WHAT IS REQUIRED: Which lines in the records below contain the string "segment"? Extract each one in full.

##### GIVEN DATA #####

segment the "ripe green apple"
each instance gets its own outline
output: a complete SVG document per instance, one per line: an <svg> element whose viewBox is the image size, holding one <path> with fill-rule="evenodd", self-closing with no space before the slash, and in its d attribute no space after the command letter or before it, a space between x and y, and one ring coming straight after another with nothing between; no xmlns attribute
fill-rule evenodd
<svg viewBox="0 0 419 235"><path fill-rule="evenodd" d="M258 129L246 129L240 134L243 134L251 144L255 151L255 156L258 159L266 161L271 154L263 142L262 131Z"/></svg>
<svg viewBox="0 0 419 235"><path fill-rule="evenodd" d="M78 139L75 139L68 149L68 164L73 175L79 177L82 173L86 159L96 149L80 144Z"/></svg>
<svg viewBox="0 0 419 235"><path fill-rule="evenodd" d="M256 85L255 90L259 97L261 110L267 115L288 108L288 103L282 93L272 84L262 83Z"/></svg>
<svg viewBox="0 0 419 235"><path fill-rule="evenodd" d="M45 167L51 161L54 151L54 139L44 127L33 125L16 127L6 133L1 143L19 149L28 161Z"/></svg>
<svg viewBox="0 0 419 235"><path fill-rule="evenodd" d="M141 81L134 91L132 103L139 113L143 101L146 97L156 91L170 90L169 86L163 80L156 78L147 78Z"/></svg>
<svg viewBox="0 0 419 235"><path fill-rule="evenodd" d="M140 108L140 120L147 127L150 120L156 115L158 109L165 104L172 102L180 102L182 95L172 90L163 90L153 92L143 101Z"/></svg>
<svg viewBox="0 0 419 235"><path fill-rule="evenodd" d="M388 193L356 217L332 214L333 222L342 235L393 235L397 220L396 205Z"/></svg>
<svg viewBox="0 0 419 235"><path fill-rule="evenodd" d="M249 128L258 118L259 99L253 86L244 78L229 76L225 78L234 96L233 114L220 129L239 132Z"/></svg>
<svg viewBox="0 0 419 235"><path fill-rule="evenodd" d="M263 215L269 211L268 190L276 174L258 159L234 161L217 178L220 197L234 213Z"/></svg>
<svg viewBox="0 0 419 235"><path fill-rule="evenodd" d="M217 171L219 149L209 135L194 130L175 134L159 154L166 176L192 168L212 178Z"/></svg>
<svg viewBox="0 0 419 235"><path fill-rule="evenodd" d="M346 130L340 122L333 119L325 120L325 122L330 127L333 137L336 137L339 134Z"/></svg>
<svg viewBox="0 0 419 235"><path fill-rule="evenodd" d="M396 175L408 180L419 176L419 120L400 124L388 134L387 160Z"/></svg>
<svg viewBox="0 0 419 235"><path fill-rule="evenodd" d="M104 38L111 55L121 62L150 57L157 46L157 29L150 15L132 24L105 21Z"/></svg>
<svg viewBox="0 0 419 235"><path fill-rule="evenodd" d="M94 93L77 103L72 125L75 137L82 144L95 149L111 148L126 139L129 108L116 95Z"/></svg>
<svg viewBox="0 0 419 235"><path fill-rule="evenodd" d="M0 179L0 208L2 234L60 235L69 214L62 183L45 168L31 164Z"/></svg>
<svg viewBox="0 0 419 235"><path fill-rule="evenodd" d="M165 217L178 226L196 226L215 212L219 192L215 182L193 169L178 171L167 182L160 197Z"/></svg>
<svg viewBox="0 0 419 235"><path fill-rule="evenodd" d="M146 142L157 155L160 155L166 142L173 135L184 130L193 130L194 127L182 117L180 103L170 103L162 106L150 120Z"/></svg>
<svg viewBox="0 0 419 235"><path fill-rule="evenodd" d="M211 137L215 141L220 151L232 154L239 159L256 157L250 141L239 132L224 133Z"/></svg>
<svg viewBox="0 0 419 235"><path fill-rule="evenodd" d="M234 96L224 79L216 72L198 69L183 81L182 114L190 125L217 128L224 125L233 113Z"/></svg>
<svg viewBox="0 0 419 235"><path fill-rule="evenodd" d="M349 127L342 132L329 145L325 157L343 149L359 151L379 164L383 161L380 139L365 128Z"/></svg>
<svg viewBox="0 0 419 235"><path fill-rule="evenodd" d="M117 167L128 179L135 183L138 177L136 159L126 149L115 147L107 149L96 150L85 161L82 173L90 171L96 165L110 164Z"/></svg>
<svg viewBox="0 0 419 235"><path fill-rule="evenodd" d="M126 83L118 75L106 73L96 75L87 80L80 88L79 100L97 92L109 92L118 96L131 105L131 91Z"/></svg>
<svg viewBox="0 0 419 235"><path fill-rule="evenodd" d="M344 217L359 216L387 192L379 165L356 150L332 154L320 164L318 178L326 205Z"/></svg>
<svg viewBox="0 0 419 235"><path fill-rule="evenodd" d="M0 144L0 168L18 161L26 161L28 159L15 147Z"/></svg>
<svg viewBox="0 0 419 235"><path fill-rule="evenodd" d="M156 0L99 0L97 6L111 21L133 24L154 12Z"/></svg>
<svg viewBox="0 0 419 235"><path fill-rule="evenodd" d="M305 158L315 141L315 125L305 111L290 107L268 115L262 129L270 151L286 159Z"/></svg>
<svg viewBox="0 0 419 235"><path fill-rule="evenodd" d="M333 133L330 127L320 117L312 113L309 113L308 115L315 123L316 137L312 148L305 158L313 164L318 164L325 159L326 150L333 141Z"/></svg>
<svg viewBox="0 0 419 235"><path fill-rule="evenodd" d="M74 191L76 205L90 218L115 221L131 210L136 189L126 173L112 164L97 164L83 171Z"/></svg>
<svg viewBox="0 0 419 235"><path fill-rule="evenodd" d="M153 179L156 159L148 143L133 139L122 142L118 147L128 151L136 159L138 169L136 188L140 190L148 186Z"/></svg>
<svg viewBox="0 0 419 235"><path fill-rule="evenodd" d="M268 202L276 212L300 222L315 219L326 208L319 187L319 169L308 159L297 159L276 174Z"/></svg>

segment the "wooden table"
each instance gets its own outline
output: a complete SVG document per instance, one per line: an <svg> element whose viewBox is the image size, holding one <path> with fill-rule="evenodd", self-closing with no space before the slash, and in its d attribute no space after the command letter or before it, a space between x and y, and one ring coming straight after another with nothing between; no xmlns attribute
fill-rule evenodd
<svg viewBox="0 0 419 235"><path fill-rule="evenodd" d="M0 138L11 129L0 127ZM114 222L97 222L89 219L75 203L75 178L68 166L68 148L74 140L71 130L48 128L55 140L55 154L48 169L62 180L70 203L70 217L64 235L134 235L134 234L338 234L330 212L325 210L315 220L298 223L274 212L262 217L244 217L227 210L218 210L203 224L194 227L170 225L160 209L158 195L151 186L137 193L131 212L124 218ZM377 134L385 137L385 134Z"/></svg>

#####

RESULT OF THE EXERCISE:
segment the "ripe green apple"
segment the "wooden table"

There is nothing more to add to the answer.